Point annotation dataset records
·····
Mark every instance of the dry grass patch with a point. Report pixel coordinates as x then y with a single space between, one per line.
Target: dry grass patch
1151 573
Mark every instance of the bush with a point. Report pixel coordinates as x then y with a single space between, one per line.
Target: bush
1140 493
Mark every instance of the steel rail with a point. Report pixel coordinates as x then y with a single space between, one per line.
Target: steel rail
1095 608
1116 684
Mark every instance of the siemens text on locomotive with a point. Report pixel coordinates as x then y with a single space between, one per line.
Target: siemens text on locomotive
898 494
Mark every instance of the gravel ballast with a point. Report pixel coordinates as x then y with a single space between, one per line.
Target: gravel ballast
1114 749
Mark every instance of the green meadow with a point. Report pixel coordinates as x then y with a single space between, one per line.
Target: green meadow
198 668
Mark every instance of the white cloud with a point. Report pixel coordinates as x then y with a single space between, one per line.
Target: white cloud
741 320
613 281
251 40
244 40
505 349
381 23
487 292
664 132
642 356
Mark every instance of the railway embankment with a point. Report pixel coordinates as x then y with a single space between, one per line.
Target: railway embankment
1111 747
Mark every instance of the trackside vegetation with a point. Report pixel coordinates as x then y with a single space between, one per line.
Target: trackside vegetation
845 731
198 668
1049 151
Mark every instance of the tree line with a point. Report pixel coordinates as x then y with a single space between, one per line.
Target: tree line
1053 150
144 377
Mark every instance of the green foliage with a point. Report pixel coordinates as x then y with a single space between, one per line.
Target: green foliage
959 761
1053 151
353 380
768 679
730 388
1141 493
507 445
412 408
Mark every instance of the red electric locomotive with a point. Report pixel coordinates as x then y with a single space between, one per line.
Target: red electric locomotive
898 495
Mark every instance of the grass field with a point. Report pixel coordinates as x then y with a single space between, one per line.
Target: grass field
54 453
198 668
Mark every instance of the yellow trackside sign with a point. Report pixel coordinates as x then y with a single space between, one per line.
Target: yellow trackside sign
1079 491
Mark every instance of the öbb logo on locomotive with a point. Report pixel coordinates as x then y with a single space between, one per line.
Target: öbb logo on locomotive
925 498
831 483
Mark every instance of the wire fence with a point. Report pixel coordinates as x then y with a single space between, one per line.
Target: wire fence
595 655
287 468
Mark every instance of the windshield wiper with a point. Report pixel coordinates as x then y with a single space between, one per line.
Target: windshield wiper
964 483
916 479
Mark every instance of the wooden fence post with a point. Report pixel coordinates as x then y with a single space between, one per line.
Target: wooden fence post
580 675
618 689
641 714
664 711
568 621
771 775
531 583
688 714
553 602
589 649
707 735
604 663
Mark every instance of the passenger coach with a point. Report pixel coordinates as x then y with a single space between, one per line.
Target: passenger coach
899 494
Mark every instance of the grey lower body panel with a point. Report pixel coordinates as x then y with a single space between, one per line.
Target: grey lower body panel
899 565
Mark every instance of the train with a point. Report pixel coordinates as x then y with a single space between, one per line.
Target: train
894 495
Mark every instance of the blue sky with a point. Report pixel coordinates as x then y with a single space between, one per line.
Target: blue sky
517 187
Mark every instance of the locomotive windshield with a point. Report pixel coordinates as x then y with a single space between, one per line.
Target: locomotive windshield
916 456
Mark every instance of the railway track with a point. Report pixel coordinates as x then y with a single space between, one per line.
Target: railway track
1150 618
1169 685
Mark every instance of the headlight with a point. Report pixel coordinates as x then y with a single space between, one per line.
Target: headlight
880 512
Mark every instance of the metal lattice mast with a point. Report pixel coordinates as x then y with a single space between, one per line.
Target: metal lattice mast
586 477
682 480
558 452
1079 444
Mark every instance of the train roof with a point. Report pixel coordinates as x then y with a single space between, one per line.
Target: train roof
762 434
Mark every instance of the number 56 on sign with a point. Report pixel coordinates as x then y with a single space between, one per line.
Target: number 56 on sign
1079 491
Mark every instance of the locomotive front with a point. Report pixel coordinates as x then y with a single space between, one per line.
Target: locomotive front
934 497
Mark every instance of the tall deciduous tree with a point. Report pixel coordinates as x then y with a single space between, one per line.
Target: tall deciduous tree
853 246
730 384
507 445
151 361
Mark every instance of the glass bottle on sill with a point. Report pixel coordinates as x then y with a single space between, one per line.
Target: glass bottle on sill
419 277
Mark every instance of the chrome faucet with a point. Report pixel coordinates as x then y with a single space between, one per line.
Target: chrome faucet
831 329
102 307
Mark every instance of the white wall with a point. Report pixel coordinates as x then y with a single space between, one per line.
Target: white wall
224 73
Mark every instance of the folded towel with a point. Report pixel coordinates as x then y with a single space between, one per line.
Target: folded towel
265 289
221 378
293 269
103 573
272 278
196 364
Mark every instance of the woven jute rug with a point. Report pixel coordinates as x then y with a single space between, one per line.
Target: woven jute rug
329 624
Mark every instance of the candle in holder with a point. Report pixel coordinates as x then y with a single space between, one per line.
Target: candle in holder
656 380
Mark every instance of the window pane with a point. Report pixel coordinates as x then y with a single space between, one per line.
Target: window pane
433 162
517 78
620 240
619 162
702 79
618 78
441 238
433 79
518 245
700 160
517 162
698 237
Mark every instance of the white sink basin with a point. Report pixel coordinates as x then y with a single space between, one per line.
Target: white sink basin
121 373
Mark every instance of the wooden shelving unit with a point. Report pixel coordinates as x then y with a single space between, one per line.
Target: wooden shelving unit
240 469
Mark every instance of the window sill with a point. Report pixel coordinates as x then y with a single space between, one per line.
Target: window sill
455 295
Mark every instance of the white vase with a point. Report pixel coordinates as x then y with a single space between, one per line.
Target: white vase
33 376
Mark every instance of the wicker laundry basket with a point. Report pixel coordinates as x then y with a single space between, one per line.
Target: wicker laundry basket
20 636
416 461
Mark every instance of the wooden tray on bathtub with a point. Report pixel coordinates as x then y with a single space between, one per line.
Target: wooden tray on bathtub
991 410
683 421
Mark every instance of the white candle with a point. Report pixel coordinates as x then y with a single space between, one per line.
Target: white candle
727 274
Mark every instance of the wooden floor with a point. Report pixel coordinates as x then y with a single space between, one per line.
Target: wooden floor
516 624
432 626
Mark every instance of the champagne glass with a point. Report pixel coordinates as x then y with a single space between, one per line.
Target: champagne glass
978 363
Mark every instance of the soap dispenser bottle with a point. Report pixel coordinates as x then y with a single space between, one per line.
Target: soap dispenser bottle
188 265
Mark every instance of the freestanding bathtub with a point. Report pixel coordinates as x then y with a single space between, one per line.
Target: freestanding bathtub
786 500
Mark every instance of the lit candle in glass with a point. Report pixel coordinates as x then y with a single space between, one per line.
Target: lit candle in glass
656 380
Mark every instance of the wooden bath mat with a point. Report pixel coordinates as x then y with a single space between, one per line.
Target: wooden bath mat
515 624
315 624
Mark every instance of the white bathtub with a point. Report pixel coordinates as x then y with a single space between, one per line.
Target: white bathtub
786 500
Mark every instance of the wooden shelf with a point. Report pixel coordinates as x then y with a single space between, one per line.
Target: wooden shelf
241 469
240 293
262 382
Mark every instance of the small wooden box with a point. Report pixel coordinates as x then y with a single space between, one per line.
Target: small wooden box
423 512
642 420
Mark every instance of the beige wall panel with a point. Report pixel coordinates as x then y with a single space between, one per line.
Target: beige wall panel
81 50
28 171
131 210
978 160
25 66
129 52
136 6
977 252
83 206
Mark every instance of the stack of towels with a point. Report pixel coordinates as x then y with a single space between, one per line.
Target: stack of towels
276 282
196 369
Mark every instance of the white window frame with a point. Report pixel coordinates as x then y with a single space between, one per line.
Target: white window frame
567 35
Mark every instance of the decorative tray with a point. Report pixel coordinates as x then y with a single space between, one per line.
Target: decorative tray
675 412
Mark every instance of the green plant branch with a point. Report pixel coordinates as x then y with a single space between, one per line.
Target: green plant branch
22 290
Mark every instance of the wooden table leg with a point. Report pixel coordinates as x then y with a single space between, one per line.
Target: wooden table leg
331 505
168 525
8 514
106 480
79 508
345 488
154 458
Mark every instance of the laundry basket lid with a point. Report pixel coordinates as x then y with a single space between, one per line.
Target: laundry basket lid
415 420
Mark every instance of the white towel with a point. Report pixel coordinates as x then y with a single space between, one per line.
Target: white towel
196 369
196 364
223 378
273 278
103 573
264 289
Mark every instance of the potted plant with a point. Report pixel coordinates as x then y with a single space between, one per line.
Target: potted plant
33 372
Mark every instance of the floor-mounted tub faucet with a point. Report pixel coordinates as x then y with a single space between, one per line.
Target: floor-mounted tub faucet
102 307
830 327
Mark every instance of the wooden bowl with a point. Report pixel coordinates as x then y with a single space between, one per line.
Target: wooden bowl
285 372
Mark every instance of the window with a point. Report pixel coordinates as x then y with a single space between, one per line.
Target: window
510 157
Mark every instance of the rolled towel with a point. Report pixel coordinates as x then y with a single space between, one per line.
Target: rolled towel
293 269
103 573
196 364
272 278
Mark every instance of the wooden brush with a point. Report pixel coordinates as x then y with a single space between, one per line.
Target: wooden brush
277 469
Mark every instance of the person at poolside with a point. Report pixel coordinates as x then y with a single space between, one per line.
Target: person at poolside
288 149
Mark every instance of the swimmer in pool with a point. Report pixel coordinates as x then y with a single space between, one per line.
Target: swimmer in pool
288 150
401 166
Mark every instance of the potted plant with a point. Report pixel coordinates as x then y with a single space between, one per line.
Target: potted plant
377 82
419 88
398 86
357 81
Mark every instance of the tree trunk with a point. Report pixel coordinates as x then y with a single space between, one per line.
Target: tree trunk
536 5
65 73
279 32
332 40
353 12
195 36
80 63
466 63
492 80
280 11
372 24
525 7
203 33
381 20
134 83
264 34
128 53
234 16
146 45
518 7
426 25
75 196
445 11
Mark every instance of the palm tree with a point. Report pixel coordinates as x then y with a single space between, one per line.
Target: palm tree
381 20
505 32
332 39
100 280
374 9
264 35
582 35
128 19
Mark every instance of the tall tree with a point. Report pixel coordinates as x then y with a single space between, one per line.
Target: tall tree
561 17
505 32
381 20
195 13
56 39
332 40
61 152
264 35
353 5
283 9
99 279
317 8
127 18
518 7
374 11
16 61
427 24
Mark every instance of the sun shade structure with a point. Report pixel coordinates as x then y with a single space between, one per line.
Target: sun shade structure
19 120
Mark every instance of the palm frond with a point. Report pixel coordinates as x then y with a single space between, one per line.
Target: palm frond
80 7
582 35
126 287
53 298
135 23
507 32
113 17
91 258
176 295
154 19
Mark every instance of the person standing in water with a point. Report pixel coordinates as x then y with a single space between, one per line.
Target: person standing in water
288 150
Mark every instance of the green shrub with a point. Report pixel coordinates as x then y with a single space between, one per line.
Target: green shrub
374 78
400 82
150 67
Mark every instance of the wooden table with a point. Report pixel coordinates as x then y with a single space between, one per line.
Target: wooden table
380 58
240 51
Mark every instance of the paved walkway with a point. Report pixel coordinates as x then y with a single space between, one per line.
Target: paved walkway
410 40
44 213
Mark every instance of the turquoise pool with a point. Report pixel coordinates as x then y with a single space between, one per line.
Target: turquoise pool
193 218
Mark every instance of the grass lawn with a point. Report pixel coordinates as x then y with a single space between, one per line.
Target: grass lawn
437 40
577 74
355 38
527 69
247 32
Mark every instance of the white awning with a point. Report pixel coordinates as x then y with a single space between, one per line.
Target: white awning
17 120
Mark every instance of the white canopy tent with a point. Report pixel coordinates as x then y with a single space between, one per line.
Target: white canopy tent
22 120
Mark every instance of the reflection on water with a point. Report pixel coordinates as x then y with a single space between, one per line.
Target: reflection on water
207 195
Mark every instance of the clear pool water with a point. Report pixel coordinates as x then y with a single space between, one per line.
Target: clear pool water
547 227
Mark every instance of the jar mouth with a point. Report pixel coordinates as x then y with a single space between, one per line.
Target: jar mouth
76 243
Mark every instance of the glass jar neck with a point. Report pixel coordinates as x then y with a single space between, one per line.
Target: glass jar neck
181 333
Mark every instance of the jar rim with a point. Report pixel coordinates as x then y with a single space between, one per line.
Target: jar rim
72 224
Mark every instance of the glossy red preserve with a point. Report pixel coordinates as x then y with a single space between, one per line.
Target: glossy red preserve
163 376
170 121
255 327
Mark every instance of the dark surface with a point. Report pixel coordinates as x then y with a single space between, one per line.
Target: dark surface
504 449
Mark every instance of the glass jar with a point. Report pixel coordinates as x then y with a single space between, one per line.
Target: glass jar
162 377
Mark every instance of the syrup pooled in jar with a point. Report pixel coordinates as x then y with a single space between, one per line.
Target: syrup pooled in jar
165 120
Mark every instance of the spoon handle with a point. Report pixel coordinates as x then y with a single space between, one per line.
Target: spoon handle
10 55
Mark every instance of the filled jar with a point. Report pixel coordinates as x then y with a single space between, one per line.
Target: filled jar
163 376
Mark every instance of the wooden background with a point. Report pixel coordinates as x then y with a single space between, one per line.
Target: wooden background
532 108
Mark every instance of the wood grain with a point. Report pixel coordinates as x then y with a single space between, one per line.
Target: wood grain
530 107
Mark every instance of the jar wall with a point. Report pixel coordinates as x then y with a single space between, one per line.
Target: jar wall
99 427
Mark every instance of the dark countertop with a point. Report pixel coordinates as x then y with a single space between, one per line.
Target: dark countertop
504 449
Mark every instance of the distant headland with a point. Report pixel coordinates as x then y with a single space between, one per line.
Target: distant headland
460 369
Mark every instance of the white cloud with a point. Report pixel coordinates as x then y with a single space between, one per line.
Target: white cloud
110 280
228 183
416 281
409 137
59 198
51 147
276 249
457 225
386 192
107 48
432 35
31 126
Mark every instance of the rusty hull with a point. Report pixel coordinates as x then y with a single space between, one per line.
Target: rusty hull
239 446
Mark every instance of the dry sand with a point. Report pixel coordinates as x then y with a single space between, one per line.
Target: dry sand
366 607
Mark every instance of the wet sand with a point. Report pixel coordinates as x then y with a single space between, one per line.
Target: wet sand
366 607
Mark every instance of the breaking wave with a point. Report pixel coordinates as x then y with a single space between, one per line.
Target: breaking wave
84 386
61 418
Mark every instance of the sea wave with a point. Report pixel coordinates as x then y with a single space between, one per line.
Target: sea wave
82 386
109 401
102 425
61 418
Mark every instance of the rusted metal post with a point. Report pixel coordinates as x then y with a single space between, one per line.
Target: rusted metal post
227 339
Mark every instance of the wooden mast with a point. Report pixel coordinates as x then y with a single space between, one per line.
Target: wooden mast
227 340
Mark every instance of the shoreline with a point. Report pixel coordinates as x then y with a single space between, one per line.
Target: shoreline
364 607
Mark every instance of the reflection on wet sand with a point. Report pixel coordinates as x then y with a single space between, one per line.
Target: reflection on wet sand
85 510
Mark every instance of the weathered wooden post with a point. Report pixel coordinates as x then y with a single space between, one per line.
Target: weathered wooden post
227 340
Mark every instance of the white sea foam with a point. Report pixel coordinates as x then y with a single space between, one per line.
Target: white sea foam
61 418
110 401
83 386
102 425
·····
Only the lines from the one containing "Mark every instance of the wet" through the end of the entries above belong in the answer; repeat them exactly.

Mark every instance of the wet sand with a point. Report pixel coordinates as x then y with a single space between, one per line.
Target: wet sand
366 607
Mark every instance of the breaking wave with a point. Report pixel coordinates as x then y with a single space between, one per line.
Target: breaking wave
84 386
61 418
Mark every instance of the sea wave with a point. Report pixel coordinates as x then y with a single space between, one per line.
Target: sea wave
82 386
109 401
102 425
61 418
Mark every instance of the rusted metal post with a point. Report pixel coordinates as x then y with a single space between, one per line.
Target: rusted metal post
227 339
Mark every instance of the wooden mast with a point. Report pixel coordinates as x then y with a single space between, one per line.
Target: wooden mast
227 340
Mark every instance of the shoreline with a point. Report pixel coordinates as x then y with a single space between, one per line.
Target: shoreline
364 607
Mark every instance of the reflection on wet sand with a point. Report pixel coordinates as x then y with a single space between, one per line.
Target: reflection on wet sand
85 510
Mark every instance of the weathered wooden post with a point. Report pixel coordinates as x then y with a single space between, one per line.
Target: weathered wooden post
227 340
Mark every instance of the white sea foam with a point. Report pixel coordinates as x then y with a single space between, one per line.
Target: white sea foam
61 418
110 401
83 386
102 425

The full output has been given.